>>>>
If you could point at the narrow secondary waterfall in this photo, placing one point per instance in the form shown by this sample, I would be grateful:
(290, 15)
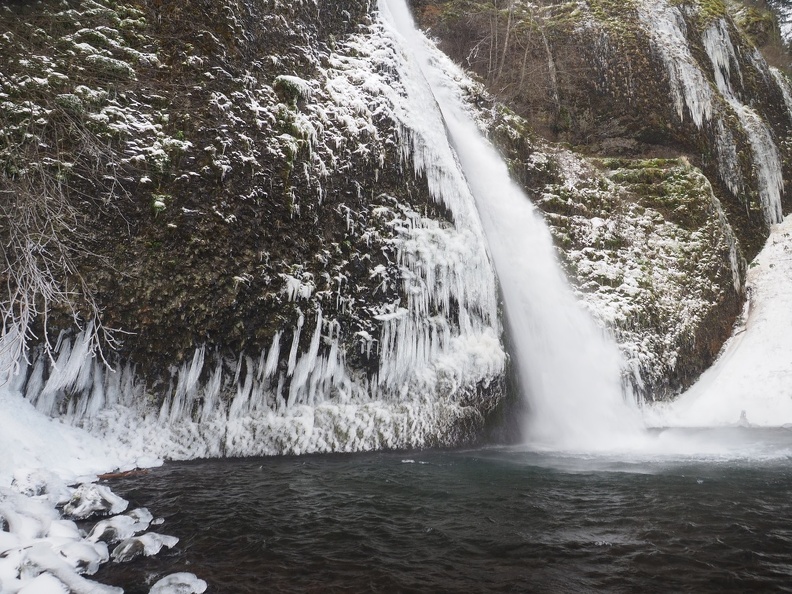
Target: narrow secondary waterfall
(568, 368)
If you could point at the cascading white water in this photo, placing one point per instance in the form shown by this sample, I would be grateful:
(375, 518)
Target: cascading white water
(568, 368)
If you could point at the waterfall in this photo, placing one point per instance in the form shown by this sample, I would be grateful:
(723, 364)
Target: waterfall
(569, 369)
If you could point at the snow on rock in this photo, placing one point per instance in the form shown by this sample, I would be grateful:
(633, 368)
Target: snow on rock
(90, 499)
(29, 439)
(40, 552)
(751, 383)
(148, 545)
(120, 528)
(179, 583)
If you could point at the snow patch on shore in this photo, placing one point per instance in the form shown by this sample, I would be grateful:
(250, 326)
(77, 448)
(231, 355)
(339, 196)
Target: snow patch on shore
(751, 382)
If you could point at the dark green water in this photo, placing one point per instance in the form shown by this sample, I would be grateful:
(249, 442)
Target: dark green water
(491, 520)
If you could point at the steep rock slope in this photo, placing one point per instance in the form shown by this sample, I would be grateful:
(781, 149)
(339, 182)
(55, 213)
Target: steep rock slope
(679, 136)
(240, 208)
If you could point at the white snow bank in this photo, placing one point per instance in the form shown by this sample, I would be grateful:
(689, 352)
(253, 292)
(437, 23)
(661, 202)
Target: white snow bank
(28, 439)
(751, 383)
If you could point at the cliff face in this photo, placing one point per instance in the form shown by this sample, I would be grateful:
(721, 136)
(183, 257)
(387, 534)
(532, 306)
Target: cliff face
(241, 207)
(676, 154)
(248, 207)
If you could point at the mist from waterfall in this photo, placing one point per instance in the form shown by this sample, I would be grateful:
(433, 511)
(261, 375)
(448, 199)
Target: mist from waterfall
(569, 369)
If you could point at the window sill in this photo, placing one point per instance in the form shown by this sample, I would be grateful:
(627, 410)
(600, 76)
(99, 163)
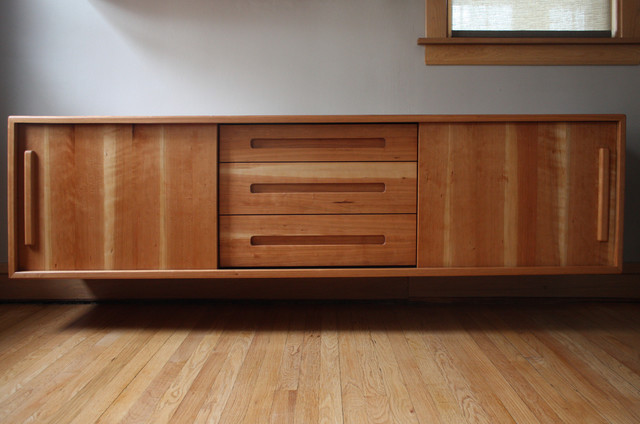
<<<<
> **Work required**
Retype the material above exactly, images excluded.

> **Written response**
If you could point at the narrow secondary waterfall in this photo, placing one point per instance in the form shown by this sample, I would be grateful:
(290, 15)
Target: narrow secondary waterfall
(568, 368)
If you could point at the cascading white water in this photo, placing one point per instance in the form shown by this sample, I would be grateful:
(375, 518)
Target: cascading white water
(568, 368)
If you could point at the waterfall in this photo, placing one point per instance in the form shown by this sample, I would be grateful:
(723, 364)
Target: waterfall
(569, 369)
If you could point at the snow on rock in this photo, placing one point per instance in the form shown by this sample, I would be grateful:
(633, 368)
Target: snow on rock
(90, 499)
(29, 439)
(40, 552)
(751, 383)
(148, 545)
(120, 528)
(179, 583)
If you could point at the snow patch on shore in this photo, placing one point per instance in the form shown by this sample, I would be grateful:
(250, 326)
(77, 448)
(231, 355)
(339, 196)
Target: snow patch on shore
(751, 382)
If you could point at the dark green water in this photo, placing one point per instance in the form shown by this sample, I would be grateful:
(249, 442)
Target: dark green water
(491, 520)
If you could point at the steep rock slope in this photo, placing one point per instance in the form shown by this sample, I would be grateful:
(781, 149)
(339, 182)
(55, 213)
Target: steep rock slope
(679, 136)
(240, 208)
If you could point at the white snow bank in this photo, placing one point per instance in the form shown by this sample, I would be grateful:
(689, 352)
(253, 292)
(437, 23)
(661, 202)
Target: white snow bank
(28, 439)
(751, 383)
If you could point at the cliff face in this photo, placing one point per instance in the form shown by this sample, I would be grateful:
(721, 136)
(183, 257)
(387, 534)
(532, 306)
Target: cliff face
(241, 207)
(676, 154)
(248, 207)
If you could point at the mist from waterfall in this photo, placing one point per instance in the form shown by this sample, I would be grateful:
(433, 511)
(261, 375)
(448, 199)
Target: mist from waterfall
(569, 369)
If you could point at the window sill in this photo, placing one point per instance in the form shown by this sample, I would be grateful:
(627, 410)
(600, 76)
(99, 163)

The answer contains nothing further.